What you need to do: Write out exactly, with no other output, the lines below from the one that contains "spot the handrail post" through the end.

%%

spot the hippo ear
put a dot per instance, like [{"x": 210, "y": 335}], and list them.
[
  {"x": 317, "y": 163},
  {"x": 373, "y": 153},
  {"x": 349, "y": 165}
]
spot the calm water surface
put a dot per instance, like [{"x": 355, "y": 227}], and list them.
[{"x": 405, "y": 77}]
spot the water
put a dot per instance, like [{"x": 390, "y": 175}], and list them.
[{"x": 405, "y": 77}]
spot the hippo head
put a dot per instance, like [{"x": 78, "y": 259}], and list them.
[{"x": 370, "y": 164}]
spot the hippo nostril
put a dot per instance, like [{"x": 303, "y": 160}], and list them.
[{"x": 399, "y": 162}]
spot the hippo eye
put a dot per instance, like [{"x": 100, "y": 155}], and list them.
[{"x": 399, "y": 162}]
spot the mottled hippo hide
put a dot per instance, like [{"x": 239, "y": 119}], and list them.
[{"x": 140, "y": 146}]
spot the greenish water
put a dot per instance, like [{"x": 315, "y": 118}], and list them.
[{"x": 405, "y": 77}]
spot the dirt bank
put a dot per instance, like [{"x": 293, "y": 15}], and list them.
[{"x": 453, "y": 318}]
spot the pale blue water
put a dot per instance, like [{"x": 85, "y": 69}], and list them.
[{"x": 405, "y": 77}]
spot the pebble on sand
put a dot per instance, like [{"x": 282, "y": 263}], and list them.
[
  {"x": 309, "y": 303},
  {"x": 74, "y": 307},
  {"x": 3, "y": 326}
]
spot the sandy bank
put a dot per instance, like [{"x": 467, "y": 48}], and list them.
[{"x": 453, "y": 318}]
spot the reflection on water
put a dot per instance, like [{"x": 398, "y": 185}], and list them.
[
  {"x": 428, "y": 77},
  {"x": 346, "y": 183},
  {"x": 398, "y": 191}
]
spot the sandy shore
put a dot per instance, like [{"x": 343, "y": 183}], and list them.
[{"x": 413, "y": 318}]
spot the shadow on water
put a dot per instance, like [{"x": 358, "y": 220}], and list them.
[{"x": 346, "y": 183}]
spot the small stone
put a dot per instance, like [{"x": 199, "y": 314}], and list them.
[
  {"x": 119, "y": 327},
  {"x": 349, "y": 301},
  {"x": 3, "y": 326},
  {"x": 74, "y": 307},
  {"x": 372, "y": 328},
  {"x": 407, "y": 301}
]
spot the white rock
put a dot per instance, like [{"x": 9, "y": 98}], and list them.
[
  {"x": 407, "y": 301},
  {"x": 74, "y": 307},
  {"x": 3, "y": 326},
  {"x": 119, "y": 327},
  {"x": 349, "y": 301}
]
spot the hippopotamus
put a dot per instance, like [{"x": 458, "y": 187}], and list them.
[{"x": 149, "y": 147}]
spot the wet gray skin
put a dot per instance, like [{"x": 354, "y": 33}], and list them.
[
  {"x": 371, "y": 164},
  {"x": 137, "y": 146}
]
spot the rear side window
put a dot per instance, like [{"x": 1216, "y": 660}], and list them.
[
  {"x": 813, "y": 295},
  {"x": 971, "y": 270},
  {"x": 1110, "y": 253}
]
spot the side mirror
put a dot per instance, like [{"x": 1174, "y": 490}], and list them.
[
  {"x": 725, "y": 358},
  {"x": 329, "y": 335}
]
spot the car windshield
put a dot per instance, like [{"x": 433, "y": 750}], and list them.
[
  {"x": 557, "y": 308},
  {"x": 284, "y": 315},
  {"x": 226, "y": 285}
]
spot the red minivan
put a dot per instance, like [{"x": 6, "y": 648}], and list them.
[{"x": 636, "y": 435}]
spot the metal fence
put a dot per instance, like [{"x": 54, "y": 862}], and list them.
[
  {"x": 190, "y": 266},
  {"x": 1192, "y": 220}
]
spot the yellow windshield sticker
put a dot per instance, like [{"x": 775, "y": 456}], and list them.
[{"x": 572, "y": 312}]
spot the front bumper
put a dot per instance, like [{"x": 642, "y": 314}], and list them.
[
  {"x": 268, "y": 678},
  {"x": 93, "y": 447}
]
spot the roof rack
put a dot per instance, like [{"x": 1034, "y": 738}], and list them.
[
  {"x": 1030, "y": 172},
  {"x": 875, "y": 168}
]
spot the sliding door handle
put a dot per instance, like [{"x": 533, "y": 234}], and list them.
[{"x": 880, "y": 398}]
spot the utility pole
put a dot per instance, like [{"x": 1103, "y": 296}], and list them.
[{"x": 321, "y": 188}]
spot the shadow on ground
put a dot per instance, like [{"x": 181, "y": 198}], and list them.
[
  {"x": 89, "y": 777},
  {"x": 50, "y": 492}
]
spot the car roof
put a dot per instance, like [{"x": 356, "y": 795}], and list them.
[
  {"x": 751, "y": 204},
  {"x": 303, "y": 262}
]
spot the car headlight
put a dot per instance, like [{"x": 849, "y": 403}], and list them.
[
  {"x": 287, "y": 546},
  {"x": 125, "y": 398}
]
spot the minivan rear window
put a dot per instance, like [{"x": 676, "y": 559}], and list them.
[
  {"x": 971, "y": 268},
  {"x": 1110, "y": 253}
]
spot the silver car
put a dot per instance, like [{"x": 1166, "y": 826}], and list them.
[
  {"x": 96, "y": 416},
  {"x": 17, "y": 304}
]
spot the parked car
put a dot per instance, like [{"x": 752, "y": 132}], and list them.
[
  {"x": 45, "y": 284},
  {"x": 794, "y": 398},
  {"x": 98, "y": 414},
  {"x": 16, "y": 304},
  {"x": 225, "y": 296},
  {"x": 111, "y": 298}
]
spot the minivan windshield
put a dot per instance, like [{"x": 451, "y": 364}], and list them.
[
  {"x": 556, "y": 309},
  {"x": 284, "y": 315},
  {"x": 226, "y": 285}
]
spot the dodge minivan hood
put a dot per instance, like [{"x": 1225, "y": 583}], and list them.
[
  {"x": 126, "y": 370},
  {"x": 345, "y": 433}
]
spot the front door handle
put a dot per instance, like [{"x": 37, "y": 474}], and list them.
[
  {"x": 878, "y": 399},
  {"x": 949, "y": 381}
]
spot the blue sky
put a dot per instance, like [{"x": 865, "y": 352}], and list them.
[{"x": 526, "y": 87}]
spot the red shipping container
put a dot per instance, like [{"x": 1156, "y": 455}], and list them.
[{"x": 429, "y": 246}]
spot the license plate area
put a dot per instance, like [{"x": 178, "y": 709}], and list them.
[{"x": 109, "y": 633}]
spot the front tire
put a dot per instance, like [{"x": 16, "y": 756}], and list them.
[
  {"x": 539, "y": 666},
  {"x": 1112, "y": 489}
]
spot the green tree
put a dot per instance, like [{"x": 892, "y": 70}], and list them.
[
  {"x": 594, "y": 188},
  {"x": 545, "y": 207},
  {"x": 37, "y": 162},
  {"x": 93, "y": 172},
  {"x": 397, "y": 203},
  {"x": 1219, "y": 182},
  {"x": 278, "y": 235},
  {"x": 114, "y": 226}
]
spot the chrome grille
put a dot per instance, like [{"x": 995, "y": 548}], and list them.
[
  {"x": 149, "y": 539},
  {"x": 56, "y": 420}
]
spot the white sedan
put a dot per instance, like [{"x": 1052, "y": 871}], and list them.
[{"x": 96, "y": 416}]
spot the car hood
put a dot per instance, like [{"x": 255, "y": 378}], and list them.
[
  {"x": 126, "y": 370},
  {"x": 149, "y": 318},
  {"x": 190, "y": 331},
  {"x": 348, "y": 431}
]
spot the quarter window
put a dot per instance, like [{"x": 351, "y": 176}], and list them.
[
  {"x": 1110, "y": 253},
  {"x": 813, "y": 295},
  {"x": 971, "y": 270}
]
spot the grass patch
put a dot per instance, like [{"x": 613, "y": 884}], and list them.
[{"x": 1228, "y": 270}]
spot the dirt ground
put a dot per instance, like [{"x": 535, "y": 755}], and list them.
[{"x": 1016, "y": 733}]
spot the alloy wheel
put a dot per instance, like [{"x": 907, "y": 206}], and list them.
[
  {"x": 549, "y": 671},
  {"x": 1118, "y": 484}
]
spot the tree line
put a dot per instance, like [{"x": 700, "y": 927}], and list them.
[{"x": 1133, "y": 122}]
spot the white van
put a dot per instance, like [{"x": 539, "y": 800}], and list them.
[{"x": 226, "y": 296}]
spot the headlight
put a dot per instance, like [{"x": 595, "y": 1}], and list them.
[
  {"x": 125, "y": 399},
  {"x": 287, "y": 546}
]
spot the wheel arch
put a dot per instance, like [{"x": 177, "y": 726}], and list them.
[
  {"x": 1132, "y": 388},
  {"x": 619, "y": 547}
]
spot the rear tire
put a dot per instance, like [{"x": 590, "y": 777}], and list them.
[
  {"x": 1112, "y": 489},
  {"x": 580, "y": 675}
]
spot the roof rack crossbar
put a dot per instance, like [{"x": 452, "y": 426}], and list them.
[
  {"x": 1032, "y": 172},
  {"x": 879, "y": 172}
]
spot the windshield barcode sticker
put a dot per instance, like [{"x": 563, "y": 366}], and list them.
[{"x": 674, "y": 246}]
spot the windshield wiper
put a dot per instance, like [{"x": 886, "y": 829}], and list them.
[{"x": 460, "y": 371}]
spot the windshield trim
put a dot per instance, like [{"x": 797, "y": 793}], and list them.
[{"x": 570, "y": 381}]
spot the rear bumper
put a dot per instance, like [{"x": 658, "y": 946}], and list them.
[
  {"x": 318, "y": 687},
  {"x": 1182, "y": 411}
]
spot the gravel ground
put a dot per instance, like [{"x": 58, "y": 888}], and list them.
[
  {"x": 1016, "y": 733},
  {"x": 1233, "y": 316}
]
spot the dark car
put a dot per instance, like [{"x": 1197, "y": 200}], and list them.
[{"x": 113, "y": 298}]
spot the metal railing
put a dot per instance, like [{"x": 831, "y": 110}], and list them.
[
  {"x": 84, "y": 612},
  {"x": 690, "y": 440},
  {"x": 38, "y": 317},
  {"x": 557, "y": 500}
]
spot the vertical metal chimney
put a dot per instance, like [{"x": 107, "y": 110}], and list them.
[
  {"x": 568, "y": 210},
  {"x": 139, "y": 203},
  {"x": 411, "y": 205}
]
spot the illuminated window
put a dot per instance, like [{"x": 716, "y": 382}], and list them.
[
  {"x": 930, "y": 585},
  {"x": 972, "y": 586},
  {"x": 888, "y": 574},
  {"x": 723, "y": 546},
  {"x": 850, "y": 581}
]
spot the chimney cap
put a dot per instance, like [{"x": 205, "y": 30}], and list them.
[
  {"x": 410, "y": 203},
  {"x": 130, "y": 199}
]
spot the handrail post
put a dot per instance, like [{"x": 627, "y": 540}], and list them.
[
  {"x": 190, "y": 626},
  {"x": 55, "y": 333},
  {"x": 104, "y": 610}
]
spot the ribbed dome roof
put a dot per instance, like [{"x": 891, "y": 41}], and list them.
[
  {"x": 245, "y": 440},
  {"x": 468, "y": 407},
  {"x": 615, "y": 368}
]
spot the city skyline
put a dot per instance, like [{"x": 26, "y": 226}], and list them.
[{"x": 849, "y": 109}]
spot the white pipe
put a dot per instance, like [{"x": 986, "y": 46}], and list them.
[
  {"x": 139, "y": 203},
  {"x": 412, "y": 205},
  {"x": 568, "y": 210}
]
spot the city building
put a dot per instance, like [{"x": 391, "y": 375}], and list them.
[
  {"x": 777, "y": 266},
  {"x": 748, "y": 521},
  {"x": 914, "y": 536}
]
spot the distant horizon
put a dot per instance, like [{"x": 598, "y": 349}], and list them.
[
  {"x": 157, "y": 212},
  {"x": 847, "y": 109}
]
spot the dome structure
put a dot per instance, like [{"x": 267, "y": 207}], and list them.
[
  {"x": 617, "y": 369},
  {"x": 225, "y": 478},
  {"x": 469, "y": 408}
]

%%

Written reply:
spot the handrail post
put a dot per instance, like [{"x": 627, "y": 540}], and list them.
[
  {"x": 190, "y": 626},
  {"x": 55, "y": 333},
  {"x": 104, "y": 610}
]
spot the ribbed dome roof
put a dot per instance, like [{"x": 891, "y": 41}], and list them.
[
  {"x": 245, "y": 440},
  {"x": 468, "y": 407},
  {"x": 615, "y": 368}
]
spot the city skyline
put a dot per instance, like [{"x": 26, "y": 226}], and list them.
[{"x": 849, "y": 109}]
spot the white pipe
put a dot per instance, like [{"x": 986, "y": 46}], and list them.
[
  {"x": 139, "y": 203},
  {"x": 412, "y": 205},
  {"x": 568, "y": 210}
]
spot the city building
put a dot per instance, like [{"x": 391, "y": 375}], and list them.
[
  {"x": 777, "y": 266},
  {"x": 748, "y": 521},
  {"x": 914, "y": 536}
]
spot the distant horizon
put a dot per instance, like [{"x": 598, "y": 349}], and list them.
[
  {"x": 157, "y": 212},
  {"x": 847, "y": 109}
]
spot the dome structure
put a dot per instance, like [{"x": 267, "y": 207}], and list them.
[
  {"x": 617, "y": 369},
  {"x": 225, "y": 478},
  {"x": 469, "y": 408}
]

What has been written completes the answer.